[Named-object pointing records]
- - - - - - -
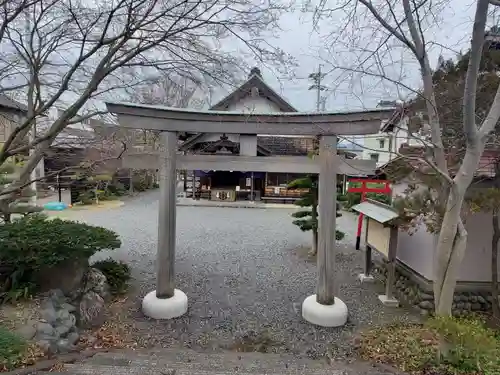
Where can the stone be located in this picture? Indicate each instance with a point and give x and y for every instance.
(66, 318)
(47, 346)
(324, 315)
(62, 330)
(390, 302)
(27, 331)
(365, 278)
(48, 313)
(91, 310)
(65, 276)
(424, 312)
(45, 330)
(427, 305)
(64, 346)
(56, 296)
(68, 307)
(426, 297)
(476, 307)
(165, 308)
(96, 281)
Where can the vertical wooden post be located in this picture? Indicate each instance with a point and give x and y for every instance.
(391, 265)
(368, 250)
(165, 282)
(327, 220)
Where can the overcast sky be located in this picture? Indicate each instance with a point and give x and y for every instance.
(309, 49)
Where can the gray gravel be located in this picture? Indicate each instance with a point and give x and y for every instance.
(244, 276)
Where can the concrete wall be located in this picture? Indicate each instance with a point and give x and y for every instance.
(247, 104)
(417, 250)
(392, 142)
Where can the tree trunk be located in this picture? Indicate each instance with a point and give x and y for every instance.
(450, 251)
(494, 263)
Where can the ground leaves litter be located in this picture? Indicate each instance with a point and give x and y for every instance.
(411, 348)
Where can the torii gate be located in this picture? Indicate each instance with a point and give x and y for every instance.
(167, 302)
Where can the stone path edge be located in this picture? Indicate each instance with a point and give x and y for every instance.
(47, 364)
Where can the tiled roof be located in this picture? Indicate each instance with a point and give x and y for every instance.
(9, 103)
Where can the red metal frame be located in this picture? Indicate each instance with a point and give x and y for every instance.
(363, 190)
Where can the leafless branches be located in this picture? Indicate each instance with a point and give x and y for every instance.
(73, 54)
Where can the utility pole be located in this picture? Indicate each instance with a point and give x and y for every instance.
(317, 77)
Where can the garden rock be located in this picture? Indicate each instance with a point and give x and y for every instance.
(67, 276)
(56, 332)
(47, 346)
(96, 282)
(73, 338)
(28, 331)
(68, 307)
(428, 305)
(45, 330)
(91, 310)
(48, 312)
(65, 346)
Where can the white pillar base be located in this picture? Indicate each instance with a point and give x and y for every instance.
(324, 315)
(165, 308)
(390, 302)
(365, 279)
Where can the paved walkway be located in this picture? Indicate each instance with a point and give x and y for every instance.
(246, 274)
(236, 204)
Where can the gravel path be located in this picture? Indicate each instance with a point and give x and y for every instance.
(245, 275)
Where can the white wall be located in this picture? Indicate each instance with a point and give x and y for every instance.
(251, 104)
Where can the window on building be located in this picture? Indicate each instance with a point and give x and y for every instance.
(281, 179)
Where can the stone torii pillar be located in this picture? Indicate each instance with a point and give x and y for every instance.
(324, 308)
(166, 302)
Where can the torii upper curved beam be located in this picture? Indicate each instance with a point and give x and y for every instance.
(139, 116)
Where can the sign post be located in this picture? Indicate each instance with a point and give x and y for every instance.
(381, 236)
(386, 189)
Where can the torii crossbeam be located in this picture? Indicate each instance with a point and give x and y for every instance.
(166, 302)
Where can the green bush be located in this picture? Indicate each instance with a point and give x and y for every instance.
(12, 349)
(352, 199)
(469, 346)
(117, 274)
(117, 189)
(34, 242)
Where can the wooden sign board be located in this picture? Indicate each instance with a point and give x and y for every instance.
(378, 237)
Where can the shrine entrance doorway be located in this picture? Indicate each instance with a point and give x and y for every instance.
(166, 302)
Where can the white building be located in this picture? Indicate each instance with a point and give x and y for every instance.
(394, 133)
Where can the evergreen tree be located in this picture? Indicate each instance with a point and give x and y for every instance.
(307, 220)
(22, 204)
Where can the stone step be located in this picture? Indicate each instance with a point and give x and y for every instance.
(176, 358)
(188, 369)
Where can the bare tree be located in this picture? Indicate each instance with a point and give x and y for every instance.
(75, 53)
(401, 30)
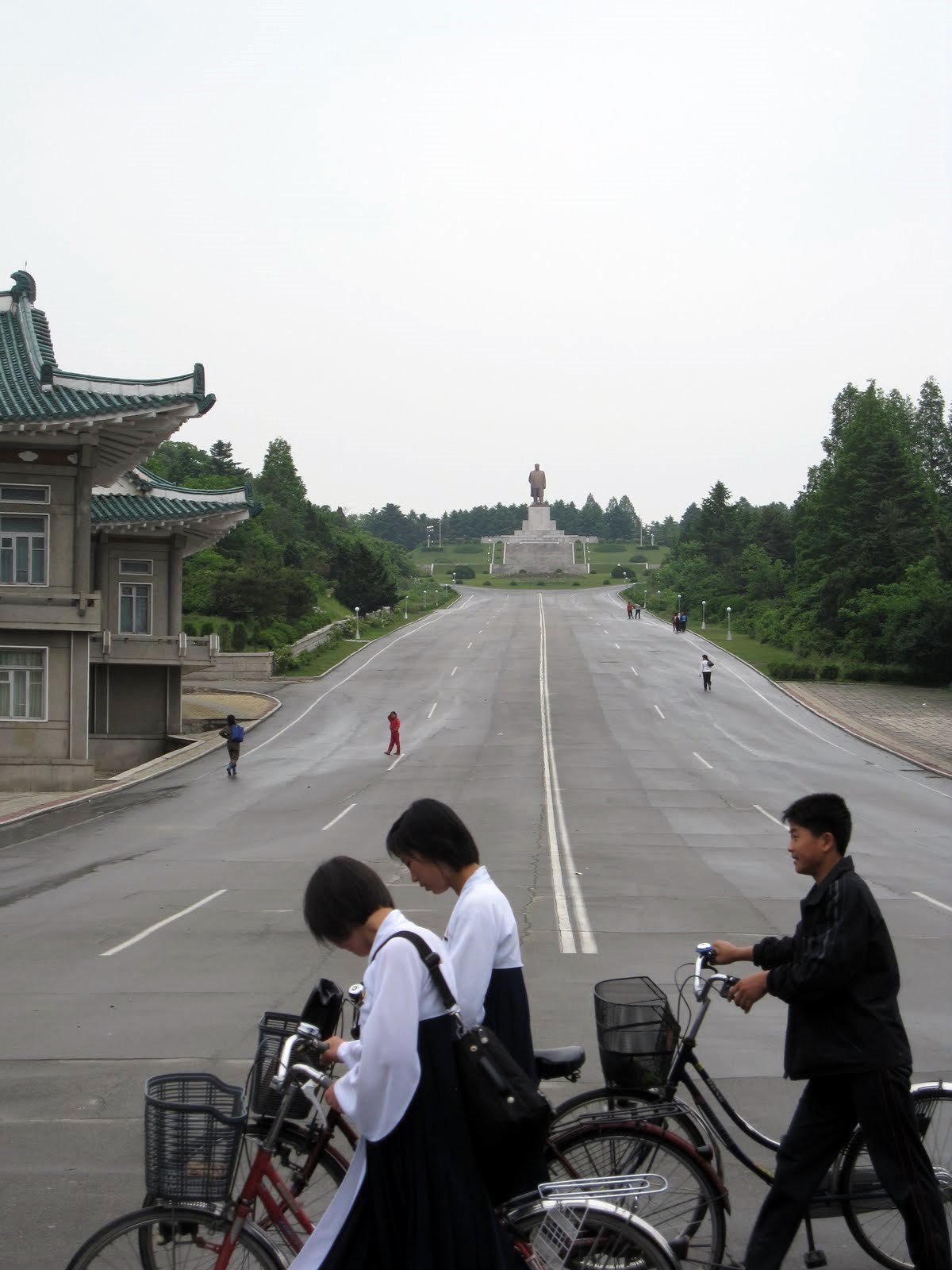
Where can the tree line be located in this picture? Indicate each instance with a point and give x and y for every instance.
(860, 567)
(271, 572)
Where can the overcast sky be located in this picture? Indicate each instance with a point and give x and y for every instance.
(641, 243)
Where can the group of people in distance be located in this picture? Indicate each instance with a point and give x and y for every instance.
(413, 1198)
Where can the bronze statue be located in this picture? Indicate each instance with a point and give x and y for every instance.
(537, 487)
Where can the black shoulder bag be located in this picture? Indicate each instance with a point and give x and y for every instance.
(507, 1115)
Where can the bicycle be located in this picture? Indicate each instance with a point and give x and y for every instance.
(647, 1060)
(314, 1155)
(194, 1141)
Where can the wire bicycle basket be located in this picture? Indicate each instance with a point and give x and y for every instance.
(638, 1032)
(562, 1240)
(194, 1130)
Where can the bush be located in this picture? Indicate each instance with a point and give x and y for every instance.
(791, 671)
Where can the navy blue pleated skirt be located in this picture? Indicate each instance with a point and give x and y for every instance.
(423, 1204)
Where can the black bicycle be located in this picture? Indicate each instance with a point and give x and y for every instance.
(647, 1060)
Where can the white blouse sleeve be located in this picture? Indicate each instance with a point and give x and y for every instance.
(471, 949)
(378, 1090)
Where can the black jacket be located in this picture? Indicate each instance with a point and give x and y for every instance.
(838, 973)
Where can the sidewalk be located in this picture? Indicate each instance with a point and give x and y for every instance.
- - - - - - -
Transcribe all of the records above character for character. Exclude the pictures.

Where can the stone be located in this picture? Indicate each instance with a point and give x and y for every instance.
(66, 318)
(47, 346)
(324, 315)
(62, 330)
(390, 302)
(27, 331)
(365, 278)
(48, 313)
(91, 310)
(65, 276)
(424, 312)
(45, 330)
(427, 305)
(64, 346)
(56, 296)
(68, 307)
(426, 297)
(476, 307)
(165, 308)
(96, 281)
Where can the vertical wooden post be located in this picture? Indicate each instance with a point and give x and y for every instance.
(391, 265)
(368, 250)
(165, 282)
(327, 220)
Where can the overcast sky be located in this picture? Indicate each instance with a point and give x and y for every instance.
(309, 49)
Where can the gray gravel be located in this picture? Indicate each instance with a point and give x and y for every instance.
(244, 276)
Where can the concrete wall be located in this picture? Indicate each instance with a point and give x and y for every instance.
(247, 104)
(417, 250)
(392, 142)
Where can the tree trunk be located in this picture? Indicate each instance with a point and give x and y for every instance.
(450, 251)
(494, 263)
Where can the ground leaves litter be located in this picture? Indicate each instance with a point and give x and y for every instance.
(411, 348)
Where can the torii gate be located in this picture? Indicate each instance with a point and give x and y for every instance.
(167, 302)
Where can the stone path edge be located in this picture? Indicate each instance with a point and give x and y for every instance.
(47, 364)
Where can the tiled roof be located in this picture? Indicate each instance with a point and give x and y for every instance.
(9, 103)
Where can the red metal frame be located in this picture? Indicate each instance with a point and give x and y for every instance.
(363, 190)
Where can the leafless branches be located in this picture? Indicate each instance with a point and give x and y for every instance.
(73, 54)
Where can the utility pole be located in this picture? Indicate each instance with a point and give x and y for every instance.
(317, 77)
Where can the garden rock be located in this picture? Indicate each instance with a point and give x and y for every instance.
(67, 276)
(56, 332)
(47, 346)
(96, 282)
(73, 338)
(28, 331)
(68, 307)
(428, 305)
(45, 330)
(91, 310)
(48, 312)
(65, 346)
Where can the white pillar base be located in this picture? Indicate each instance with a point and give x and y for every instance.
(324, 315)
(165, 308)
(390, 302)
(365, 279)
Where can the paved walkway be located in this picture? Indicate each instance with a point and give x and y for every instance.
(246, 274)
(236, 204)
Where can the gravel path be located in this picture? Indicate each instance with a point and give x and y for every instance.
(245, 275)
Where can the white wall be located in this picture? Indicate each instance with a point and give x and y for every instance.
(251, 104)
Where can the window on building be located in this picture? Indicate each instance with a point and give x and y for every instance.
(281, 179)
Where can the stone torii pillar be located in this picture? Indicate each instance with a point and give x and y for every instance.
(324, 308)
(166, 302)
Where can the torii upper curved beam be located in this picture? Indicate each instance with a point and give x and y for every instance.
(139, 116)
Where can the sign post be located in this picture? Indicate each instance with a point and give x and y for every instance.
(381, 236)
(386, 189)
Where can the torii crossbeam be located in this picture? Indicate each instance with a point and give x and y for every instance.
(166, 302)
Where can the green bush be located in this picture? Indicate each instance with a point and give x and y for every instance.
(12, 349)
(352, 199)
(469, 346)
(117, 274)
(117, 189)
(34, 242)
Where can the wooden sign board be located in this picture? Indicate each instance with a point and give x and y for every instance.
(378, 237)
Where can the shrine entrance doorway be located in this picture? Indicate each instance with a point and give x and y for every instance.
(166, 302)
Where can the white building be located in this picture? Indicate each instance with a point and give x and y for every instance.
(394, 133)
Where can the evergreen tree be located in this picture? Indicate each instance with a point and give x and y for every instance.
(307, 220)
(22, 204)
Where can the stone step be located in this picture? Indicate each instance with a point and give x and y for every instance.
(176, 358)
(188, 369)
Where can the bare tree be located in this picture? Indicate each instance with a point and give x and y for every instance.
(75, 53)
(401, 30)
Where can the tree line be located in this picture? Indicate each instance with a point and give x and y for every instance.
(860, 567)
(271, 572)
Where can the overcast sky be located in this picture? Indicate each instance with a point and give x and y for every instance.
(641, 243)
Where can the group of people in distance be located in this picture? Indicate each instance with a point and give x and y for every instance.
(413, 1198)
Where can the bronze statue be located in this picture? Indicate each instance with a point and give x and y for every instance.
(537, 487)
Where can the black shoulder bag be located in this picture? Indicate each instance with a point and give x and y for every instance.
(507, 1115)
Where can the bicycle be located in this picture? Indicate each instance with a point and give x and y for every instance.
(647, 1060)
(314, 1155)
(194, 1141)
Where can the wire bicycle basket be located in this picture? Indicate each instance with a point and give x and y for every instance.
(638, 1032)
(562, 1240)
(194, 1130)
Where can the bush be located in this picture? Indicate each instance with a point and give x and y for every instance.
(791, 671)
Where can the navy blue pleated skirt be located in this picture? Indicate each instance with a point and give x and y for every instance.
(423, 1204)
Where can the black bicycle be located in this picture? Indicate each instance with a point and give x and y for every instance.
(647, 1060)
Where can the white blouse sleeve be located in this picture? Indicate each instance with a point and give x and y for every instance.
(471, 949)
(378, 1090)
Where can the black jacket be located in this picture? Indicate each instance with a point and give x and y for every instance.
(838, 973)
Where can the sidewalk be located in this picture? Indicate each instance with a point and give x and y for every instance.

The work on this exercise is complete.